## SELECTED TEXT:

┌──

Digital Sonata's Blog: 2007

Thursday, December 27, 2007

Carabao Language Kit 1.0.0.2 released

The version 1.0.0.2 is now available for download.

Fixed:

Inflection generation problems of TagLemma results (words not in the dictionary) in Carabao MorphoLogic

Added:

Capability to inspect other guesses. For example, in a sequence like "adverb" + "adverb", it is possible to quickly scrap the entire sequenec if the second adverb can be a preposition
Comprehensive morphology of Russian language

Improved:

Removed description of negative constraint elements (those that do not have an identity) in sequence in order to make the descriptions less cluttered
Performance of sequence processing
Accuracy of sequences
Domains

Thursday, November 22, 2007

Carabao Language Kit 1.0.0.1 released

Following the first feedbacks and testing results, we made certain changes to the English lexicon, increasing its accuracy. The version 1.0.0.1 is now available for download.

└──

## EXTRACTED MATERIAL:
┌──

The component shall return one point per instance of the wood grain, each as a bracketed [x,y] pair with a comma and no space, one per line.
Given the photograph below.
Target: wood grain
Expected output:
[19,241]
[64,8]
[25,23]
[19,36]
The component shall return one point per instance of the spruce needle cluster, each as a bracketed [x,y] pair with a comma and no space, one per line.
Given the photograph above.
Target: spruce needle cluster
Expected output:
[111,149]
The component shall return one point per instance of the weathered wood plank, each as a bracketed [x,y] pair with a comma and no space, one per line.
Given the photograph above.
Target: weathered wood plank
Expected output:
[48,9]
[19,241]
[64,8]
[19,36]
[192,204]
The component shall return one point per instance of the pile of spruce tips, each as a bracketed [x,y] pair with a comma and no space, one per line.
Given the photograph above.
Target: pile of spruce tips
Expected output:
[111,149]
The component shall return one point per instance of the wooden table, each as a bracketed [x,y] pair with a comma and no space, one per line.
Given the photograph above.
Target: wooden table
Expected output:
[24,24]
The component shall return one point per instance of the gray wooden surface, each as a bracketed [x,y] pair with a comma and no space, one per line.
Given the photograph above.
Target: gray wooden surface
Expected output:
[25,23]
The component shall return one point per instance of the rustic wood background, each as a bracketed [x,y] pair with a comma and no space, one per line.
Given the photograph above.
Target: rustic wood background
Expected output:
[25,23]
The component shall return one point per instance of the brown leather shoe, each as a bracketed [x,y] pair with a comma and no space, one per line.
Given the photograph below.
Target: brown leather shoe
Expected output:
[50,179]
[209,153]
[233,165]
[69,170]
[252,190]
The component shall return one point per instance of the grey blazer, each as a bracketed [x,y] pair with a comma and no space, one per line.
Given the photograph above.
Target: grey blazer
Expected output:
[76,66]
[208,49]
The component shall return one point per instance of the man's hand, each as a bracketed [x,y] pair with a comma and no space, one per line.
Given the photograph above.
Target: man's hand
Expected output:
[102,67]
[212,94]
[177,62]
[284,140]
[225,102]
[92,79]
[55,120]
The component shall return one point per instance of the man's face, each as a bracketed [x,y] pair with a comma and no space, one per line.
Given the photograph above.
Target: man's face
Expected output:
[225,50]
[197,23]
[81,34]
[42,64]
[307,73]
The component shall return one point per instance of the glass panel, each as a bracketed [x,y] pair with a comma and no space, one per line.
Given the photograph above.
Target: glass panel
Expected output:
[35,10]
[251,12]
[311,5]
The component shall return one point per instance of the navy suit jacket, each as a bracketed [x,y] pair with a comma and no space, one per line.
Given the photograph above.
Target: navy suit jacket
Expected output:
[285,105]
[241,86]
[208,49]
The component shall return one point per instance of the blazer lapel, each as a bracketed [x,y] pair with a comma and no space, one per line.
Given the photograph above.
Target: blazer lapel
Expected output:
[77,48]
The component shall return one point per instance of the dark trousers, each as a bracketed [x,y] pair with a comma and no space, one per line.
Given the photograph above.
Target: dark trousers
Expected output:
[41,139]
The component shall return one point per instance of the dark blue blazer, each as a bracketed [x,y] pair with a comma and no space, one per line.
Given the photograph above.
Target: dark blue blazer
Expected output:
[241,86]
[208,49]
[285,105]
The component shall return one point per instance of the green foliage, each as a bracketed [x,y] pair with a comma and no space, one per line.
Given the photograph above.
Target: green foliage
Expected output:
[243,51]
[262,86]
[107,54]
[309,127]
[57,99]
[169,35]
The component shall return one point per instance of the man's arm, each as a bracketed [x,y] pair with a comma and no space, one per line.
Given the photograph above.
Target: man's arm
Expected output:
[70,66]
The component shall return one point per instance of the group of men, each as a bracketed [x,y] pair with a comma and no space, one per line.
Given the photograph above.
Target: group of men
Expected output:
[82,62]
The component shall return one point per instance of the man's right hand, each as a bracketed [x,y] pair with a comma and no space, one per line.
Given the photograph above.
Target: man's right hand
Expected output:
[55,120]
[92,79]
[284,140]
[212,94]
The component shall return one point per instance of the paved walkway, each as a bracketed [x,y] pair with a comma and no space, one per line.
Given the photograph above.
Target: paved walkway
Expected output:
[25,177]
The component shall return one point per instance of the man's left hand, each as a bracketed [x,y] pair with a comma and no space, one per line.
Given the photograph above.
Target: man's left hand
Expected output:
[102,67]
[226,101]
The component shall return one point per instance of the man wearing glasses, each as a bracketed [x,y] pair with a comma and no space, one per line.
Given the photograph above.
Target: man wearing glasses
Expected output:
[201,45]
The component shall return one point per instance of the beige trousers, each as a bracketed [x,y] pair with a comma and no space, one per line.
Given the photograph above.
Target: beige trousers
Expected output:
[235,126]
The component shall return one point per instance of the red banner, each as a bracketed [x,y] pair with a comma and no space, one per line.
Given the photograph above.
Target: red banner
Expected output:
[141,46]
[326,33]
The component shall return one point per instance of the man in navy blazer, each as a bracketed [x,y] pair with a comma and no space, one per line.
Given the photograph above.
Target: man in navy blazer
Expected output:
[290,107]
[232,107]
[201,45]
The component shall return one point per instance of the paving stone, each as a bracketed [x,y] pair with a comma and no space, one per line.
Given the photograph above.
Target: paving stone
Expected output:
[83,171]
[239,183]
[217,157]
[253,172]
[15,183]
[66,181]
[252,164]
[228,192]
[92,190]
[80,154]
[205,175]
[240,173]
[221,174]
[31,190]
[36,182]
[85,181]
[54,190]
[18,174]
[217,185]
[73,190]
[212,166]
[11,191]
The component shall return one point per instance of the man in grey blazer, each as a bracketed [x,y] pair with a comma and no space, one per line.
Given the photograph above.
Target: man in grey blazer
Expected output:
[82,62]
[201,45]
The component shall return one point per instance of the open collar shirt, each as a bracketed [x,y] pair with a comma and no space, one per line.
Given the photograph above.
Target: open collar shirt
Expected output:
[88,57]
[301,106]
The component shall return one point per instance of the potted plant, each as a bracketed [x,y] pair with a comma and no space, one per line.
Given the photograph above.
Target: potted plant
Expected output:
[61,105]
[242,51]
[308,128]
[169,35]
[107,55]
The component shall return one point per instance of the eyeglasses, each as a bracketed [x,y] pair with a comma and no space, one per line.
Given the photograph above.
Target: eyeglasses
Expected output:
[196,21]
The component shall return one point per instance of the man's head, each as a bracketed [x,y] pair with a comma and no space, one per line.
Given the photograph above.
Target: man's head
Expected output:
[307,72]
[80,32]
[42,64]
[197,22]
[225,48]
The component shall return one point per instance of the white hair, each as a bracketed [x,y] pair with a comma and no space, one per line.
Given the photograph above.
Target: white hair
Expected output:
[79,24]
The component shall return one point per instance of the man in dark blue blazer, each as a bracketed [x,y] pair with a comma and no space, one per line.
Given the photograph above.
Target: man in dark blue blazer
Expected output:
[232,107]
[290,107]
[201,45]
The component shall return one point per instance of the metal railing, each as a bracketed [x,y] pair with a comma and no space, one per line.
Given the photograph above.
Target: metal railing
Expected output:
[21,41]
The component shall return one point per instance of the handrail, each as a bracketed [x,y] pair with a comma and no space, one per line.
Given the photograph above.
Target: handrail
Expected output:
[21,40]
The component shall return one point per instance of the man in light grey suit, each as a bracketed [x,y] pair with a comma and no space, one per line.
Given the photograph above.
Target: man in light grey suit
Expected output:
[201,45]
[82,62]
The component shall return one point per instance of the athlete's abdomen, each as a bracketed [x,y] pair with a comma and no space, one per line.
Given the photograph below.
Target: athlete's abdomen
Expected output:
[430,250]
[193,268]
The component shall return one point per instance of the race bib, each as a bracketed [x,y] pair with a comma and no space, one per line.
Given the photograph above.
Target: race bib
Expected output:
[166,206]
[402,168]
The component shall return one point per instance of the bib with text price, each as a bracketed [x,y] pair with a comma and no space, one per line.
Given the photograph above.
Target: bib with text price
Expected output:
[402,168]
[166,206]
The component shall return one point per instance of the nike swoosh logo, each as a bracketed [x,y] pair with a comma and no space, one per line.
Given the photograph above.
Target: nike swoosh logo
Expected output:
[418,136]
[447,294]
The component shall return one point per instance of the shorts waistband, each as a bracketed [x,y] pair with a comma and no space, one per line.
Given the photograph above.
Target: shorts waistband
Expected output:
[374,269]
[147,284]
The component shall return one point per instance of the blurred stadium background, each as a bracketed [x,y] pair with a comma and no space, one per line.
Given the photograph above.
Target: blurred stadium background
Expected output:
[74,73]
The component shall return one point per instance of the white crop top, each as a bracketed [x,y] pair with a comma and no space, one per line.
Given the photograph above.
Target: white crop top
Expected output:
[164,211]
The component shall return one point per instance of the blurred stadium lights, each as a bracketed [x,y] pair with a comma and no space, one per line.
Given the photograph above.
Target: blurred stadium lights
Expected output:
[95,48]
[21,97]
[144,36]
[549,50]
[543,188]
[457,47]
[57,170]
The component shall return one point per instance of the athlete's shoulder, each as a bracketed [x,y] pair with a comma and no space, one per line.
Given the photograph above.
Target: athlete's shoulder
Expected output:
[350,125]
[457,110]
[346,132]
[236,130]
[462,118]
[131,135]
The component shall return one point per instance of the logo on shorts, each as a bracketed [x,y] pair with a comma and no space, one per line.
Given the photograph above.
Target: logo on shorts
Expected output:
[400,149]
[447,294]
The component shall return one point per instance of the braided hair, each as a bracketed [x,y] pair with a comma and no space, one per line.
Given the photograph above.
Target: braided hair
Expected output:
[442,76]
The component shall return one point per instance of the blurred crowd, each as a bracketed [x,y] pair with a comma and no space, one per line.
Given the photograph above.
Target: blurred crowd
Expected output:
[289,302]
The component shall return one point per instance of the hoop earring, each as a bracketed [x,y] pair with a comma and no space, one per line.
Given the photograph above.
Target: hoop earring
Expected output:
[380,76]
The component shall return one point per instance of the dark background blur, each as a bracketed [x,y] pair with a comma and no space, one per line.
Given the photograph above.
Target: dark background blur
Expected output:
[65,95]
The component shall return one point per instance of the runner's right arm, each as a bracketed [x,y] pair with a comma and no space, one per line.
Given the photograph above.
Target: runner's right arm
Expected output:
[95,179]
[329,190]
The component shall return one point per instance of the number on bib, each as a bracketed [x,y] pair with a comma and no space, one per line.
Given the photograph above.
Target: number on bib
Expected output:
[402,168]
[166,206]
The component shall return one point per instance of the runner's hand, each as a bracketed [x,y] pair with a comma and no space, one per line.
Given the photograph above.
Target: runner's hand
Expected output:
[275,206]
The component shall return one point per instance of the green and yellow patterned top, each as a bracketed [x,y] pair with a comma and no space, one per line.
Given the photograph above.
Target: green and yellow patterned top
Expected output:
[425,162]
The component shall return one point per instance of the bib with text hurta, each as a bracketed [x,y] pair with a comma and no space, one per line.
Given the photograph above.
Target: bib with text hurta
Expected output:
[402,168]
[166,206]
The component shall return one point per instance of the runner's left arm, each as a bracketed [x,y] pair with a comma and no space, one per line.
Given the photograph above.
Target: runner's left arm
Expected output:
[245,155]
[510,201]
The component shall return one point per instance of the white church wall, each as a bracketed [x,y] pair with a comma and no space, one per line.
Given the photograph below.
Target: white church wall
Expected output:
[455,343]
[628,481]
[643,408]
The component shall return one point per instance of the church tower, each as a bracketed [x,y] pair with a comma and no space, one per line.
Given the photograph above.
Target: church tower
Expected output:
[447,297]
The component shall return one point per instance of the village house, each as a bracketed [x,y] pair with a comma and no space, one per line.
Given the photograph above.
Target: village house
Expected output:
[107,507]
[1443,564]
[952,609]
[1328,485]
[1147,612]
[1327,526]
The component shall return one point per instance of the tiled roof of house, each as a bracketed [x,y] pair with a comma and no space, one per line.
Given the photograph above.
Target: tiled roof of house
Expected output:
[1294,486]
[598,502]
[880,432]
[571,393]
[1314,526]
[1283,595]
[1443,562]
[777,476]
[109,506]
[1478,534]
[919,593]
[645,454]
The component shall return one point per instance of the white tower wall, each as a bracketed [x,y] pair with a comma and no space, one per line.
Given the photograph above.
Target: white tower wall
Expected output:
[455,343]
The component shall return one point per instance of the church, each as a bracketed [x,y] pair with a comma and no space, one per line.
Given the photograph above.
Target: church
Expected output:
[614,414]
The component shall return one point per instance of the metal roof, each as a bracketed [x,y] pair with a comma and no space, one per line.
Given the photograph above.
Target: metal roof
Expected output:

└──

## TASKS TO COMPLETE:
1: Echo the release notes word for word, starting at "Following the first" and ending at "1.0.0.1 is now available for download.".
2: Answer these questions about the release notes:
(a) Which version became available for download on Thursday, December 27, 2007?
(b) Comprehensive morphology of which language was added?
(c) What was changed in version 1.0.0.1 to increase its accuracy?
3: Please carry the release notes forward past their last sentence.

## ANSWERS PER TASK:
1:
Following the first feedbacks and testing results, we made certain changes to the English lexicon, increasing its accuracy. The version 1.0.0.1 is now available for download.

2:
(a) Version 1.0.0.2
(b) Russian
(c) The English lexicon

3:
Fixed:

Various validation problems with attached tokens

Lookup windows are no longer maximized on opening

Incorrect tooltips after deletion in the dictionary table

Added:

GUI support for negative constraints in sequences

Handling of irregular 'smart quotes' in Translation Console

Manual disambiguation table in Carabao Linguist Edition

Style tags to the tooltips in the dictionary table

Improved:

Supplied syntactic structures for English

In the translation console, the original thesaurus article is suppressed when the word is part of an idiom - to prevent confusion

Sunday, November 4, 2007

BLEU & statistical MT

If you're into machine translation, you might have noticed that one of the killer arguments in favour of the statistical MT is that these systems score higher on NIST evaluations (tests aimed to evaluate the accuracy of the output). NIST has selected IBM's BLEU as a method of measuring accuracy.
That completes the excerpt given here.